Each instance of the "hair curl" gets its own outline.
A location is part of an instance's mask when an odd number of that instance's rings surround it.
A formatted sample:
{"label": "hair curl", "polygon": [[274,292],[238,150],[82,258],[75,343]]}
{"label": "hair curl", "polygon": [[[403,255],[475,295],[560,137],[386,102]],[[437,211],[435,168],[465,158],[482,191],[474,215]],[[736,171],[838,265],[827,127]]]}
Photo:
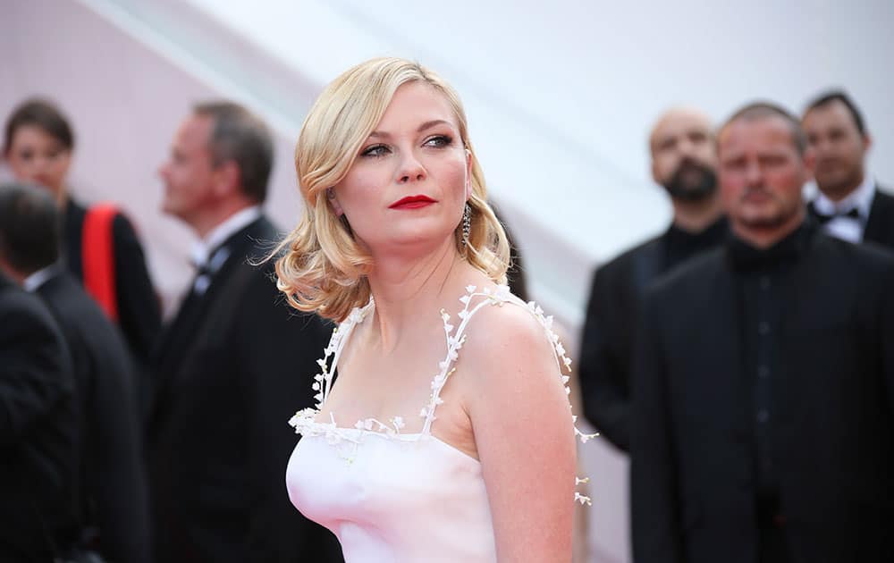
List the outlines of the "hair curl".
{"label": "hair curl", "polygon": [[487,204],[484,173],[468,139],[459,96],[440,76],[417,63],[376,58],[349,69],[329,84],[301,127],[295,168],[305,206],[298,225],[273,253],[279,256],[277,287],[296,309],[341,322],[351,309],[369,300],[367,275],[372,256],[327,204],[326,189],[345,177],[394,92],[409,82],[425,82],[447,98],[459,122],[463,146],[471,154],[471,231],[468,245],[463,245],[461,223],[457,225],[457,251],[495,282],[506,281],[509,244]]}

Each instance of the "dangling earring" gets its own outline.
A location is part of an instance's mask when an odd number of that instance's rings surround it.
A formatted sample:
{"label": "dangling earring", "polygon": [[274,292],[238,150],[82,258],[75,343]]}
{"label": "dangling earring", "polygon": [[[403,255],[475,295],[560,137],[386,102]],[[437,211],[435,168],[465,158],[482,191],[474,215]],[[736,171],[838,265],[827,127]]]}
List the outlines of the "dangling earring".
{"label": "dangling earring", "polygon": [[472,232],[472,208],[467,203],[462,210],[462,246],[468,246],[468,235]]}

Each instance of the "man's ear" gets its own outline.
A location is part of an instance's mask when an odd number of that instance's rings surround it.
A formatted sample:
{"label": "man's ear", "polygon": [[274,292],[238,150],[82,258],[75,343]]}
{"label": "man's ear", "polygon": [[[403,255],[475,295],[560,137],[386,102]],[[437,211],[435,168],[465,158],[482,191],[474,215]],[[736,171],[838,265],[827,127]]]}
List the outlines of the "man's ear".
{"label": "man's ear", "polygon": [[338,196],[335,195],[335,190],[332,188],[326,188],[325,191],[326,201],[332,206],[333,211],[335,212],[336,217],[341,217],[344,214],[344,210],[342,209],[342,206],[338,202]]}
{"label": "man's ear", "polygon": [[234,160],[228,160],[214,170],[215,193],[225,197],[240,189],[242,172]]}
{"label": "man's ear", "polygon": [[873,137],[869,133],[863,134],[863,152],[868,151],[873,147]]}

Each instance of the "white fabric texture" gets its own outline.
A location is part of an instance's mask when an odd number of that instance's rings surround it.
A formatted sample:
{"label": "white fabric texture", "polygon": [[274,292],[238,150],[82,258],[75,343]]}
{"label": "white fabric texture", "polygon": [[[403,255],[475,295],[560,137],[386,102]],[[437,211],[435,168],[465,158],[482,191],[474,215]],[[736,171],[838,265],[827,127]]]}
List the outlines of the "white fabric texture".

What you will do :: How many lines in the records include "white"? Give only the number.

Result of this task :: 4